*EXERCISE REQUIREMENTS*: Pick out and copy each line of the material in which the word "every" appears.

Items drawn from a data source
§ §
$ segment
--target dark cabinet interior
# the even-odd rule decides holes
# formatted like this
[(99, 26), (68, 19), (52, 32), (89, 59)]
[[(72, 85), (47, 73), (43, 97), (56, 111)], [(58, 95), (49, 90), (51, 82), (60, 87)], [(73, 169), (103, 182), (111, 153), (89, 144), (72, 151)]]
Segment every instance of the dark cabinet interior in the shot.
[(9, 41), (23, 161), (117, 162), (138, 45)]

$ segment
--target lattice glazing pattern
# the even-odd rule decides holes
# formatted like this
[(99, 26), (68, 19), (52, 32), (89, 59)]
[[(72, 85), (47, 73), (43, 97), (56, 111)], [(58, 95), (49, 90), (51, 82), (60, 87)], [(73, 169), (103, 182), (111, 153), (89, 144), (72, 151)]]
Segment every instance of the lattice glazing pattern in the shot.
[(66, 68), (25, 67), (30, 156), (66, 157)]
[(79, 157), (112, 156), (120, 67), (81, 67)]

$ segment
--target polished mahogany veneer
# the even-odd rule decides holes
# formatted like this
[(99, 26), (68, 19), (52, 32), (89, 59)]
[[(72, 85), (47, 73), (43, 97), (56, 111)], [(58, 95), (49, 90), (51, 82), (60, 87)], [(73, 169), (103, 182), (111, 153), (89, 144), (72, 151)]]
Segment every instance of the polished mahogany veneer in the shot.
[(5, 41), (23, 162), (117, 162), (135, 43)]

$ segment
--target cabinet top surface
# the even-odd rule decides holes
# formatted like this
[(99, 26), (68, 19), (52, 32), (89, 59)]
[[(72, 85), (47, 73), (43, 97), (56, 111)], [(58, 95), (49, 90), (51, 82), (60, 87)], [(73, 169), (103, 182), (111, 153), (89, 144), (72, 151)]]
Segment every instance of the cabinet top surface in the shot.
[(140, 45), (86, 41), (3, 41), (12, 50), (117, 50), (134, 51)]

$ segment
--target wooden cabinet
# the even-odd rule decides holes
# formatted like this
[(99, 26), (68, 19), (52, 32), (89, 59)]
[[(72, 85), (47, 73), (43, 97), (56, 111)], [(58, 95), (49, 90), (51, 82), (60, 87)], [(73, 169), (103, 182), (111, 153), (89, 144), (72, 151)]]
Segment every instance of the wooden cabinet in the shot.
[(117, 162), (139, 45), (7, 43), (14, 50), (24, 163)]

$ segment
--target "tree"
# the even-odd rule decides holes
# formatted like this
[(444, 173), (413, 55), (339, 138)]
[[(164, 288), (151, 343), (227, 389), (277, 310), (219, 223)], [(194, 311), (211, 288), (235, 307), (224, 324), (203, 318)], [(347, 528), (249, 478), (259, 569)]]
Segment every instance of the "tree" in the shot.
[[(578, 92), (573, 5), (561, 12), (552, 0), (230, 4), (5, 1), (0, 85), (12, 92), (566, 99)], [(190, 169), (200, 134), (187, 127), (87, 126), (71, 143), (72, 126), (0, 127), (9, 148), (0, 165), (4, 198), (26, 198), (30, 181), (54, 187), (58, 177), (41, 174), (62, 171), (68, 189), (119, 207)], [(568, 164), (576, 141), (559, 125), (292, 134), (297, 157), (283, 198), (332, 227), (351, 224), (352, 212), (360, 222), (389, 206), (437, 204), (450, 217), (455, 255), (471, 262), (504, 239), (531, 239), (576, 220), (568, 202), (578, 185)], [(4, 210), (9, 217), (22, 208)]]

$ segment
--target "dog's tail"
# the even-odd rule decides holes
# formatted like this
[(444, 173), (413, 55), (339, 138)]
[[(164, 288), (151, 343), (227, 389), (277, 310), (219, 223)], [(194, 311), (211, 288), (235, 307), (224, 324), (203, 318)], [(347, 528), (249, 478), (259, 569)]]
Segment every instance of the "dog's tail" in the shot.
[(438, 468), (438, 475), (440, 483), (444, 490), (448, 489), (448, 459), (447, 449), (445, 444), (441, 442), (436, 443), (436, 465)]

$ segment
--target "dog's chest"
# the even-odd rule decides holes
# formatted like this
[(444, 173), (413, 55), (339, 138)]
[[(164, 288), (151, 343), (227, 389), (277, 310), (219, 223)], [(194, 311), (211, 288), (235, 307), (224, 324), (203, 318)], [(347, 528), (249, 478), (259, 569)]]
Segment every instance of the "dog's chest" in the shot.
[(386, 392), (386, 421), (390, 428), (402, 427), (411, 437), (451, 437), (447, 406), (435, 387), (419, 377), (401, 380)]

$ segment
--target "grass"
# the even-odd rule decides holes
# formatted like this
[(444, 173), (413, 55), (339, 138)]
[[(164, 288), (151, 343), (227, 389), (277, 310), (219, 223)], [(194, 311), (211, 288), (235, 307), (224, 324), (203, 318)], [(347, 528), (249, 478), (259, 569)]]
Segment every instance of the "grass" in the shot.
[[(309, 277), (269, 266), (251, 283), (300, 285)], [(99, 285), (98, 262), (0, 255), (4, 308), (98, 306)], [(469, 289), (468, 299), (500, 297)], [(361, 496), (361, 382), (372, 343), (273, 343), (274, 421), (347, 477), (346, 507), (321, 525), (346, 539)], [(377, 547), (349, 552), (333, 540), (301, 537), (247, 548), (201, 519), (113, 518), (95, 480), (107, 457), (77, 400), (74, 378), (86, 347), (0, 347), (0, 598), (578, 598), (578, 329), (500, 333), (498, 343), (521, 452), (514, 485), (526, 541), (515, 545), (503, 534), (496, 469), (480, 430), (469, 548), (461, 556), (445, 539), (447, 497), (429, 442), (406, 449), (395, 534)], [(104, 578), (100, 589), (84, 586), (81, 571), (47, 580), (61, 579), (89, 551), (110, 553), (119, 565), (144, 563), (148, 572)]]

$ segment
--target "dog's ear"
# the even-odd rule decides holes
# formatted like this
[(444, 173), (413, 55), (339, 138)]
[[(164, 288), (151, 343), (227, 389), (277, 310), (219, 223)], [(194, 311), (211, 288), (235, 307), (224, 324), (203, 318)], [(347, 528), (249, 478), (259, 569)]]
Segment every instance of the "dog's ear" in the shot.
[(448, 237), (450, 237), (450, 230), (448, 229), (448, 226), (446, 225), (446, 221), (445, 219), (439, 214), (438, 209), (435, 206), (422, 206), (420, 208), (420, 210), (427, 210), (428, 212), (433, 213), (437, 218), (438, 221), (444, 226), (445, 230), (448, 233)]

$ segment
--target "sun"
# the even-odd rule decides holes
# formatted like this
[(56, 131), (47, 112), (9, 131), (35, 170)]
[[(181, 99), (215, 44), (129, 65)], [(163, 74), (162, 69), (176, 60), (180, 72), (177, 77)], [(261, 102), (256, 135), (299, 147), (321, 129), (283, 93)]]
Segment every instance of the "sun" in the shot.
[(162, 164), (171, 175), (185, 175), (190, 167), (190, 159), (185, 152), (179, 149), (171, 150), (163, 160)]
§ §
*SOLUTION TO THIS PROBLEM*:
Segment every instance of the dark cabinet interior in the shot.
Segment every instance of the lattice glazing pattern in the shot.
Segment every instance of the polished mahogany veneer in the shot.
Segment every instance of the cabinet top surface in the shot.
Segment every instance of the wooden cabinet in the shot.
Segment every instance of the "tree" in the shot.
Segment every instance of the "dog's tail" in the shot.
Segment every instance of the "dog's chest" in the shot.
Segment every instance of the "grass" in the shot.
Segment every instance of the "dog's ear" in the shot.
Segment every instance of the "sun" in the shot.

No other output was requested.